Data entries ::

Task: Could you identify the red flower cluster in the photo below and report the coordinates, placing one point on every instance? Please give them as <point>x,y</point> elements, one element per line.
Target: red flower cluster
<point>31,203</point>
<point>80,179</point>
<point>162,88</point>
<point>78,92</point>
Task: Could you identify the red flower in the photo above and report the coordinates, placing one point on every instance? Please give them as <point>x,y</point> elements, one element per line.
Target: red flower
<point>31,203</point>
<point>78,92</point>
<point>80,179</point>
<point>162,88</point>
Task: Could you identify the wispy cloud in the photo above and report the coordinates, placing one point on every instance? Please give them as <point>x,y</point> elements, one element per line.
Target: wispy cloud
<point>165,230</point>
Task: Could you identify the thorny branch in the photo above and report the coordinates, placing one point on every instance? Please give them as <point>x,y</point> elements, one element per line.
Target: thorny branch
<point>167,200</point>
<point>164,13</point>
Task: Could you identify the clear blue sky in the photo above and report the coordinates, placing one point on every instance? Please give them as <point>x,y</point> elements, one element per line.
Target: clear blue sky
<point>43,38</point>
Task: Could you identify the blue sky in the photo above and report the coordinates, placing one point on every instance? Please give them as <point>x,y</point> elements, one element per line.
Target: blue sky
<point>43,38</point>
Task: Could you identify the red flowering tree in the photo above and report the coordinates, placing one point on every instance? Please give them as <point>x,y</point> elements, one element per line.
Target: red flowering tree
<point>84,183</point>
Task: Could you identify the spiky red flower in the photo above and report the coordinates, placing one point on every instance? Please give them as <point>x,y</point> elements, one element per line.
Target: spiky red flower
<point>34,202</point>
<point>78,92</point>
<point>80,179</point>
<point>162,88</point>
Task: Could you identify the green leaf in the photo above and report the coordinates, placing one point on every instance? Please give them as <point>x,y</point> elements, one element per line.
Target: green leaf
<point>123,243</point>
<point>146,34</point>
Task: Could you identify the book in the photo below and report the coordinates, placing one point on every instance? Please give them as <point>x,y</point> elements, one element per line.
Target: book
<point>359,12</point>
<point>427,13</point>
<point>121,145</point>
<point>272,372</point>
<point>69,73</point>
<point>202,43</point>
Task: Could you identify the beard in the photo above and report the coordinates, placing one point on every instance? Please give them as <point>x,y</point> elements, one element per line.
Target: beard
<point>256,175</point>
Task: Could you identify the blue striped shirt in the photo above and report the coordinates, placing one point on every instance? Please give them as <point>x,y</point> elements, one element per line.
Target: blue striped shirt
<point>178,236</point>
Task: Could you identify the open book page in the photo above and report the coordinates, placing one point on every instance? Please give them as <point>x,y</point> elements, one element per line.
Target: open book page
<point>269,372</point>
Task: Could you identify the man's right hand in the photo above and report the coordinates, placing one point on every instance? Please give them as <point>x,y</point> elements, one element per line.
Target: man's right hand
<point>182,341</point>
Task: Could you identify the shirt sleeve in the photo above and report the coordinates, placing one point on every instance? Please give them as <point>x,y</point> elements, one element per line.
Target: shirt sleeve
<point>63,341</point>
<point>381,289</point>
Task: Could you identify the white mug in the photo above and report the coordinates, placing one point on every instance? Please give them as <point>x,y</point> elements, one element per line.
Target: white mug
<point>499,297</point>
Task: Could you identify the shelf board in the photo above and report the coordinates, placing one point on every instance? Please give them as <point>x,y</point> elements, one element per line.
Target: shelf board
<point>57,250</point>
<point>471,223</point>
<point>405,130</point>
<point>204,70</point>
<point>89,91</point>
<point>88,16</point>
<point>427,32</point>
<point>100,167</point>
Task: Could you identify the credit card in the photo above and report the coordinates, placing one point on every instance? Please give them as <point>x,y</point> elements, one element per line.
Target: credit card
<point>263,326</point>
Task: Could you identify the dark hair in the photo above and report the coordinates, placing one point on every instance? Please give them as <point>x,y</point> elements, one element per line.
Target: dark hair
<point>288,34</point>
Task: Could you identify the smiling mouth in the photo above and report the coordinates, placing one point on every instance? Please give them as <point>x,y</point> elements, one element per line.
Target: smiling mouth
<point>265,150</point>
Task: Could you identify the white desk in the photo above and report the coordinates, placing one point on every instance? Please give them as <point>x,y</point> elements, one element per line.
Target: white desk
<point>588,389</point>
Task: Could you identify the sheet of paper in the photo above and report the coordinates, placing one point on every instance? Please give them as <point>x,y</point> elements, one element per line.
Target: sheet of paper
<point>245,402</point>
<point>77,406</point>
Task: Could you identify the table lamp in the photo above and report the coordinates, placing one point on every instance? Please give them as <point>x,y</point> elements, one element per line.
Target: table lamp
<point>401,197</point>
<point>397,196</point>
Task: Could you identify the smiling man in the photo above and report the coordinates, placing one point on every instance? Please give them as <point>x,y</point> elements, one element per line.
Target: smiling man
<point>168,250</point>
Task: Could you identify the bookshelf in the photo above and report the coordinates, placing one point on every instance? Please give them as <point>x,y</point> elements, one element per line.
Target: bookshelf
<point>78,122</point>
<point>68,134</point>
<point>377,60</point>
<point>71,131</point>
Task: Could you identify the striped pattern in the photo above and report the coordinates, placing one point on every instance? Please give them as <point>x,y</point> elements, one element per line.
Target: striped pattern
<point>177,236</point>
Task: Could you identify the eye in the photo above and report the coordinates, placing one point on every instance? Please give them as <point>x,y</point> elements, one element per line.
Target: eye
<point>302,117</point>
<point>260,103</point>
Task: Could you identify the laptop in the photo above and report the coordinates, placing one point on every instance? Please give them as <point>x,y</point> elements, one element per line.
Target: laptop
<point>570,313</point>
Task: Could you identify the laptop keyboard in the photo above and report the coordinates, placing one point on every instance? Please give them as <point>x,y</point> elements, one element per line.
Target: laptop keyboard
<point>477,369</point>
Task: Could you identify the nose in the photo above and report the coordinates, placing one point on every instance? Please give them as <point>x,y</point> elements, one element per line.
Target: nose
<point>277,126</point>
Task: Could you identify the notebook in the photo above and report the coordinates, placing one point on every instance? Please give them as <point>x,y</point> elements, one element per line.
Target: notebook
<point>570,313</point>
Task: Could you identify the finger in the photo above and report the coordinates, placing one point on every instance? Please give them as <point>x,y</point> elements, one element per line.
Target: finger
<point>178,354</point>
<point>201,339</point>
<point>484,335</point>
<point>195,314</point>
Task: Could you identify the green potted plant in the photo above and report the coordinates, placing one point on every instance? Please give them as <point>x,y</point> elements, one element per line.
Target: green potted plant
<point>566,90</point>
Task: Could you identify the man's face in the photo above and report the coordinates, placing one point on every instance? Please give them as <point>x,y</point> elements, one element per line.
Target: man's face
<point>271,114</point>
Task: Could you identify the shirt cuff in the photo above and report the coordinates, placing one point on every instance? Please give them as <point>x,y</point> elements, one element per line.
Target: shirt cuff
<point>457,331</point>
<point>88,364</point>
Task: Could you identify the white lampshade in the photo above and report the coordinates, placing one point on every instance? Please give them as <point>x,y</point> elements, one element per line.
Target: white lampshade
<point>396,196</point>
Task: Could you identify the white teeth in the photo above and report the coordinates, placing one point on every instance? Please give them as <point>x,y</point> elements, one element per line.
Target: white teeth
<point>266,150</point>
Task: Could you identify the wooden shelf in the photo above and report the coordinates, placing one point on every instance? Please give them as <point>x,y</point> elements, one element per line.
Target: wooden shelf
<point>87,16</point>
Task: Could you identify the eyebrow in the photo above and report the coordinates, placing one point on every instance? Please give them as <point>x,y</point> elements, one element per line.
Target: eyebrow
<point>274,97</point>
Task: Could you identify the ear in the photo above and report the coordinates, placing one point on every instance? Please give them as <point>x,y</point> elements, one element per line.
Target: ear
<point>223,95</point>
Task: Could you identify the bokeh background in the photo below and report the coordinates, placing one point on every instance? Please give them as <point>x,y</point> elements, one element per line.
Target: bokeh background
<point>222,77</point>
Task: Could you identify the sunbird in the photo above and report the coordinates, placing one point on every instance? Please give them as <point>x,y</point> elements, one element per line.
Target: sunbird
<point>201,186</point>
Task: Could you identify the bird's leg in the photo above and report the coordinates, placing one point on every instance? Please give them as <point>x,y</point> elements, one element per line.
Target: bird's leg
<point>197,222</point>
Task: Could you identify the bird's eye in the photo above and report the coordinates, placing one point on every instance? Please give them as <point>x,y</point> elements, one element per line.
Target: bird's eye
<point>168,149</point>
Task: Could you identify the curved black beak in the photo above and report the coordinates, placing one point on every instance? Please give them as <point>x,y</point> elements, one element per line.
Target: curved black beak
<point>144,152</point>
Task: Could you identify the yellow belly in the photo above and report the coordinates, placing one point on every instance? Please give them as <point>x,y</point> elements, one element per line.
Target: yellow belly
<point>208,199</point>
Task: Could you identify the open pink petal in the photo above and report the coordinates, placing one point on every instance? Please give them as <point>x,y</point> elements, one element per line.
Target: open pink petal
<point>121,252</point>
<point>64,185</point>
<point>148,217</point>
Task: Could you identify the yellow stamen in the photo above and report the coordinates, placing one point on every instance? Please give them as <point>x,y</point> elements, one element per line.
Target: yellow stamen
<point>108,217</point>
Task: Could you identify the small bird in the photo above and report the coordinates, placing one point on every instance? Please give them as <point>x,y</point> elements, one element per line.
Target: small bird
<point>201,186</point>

Given problem :: Starting with the line containing "Task: Could you identify the blue sky" and going through the line containing "<point>146,34</point>", rewrite those lines from the records with "Target" swapped for "Object" and nothing else altered. Return only those lines.

Complete answer ::
Task: Could you identify the blue sky in the photo above and report the coordinates, placing one point on every instance? Please give them as <point>x,y</point> elements, one element per line.
Object: blue sky
<point>43,38</point>
Task: Could you identify the red flowering tree in the photo above and report the coordinates, placing one point on every instance? Please give them as <point>x,y</point> elements, one element per line.
Object: red flowering tree
<point>84,183</point>
Task: Could you identify the spiky red flower in the photo above and report the coordinates, placing one point on every instance? Please give them as <point>x,y</point> elements, one element per line.
Object: spiky red flower
<point>34,202</point>
<point>78,92</point>
<point>80,179</point>
<point>162,88</point>
Task: Could you identify the green leaf in the photo above and report the coordinates, placing one point on every instance? Please give them as <point>x,y</point> elements, one element per line.
Object: green leaf
<point>123,243</point>
<point>146,34</point>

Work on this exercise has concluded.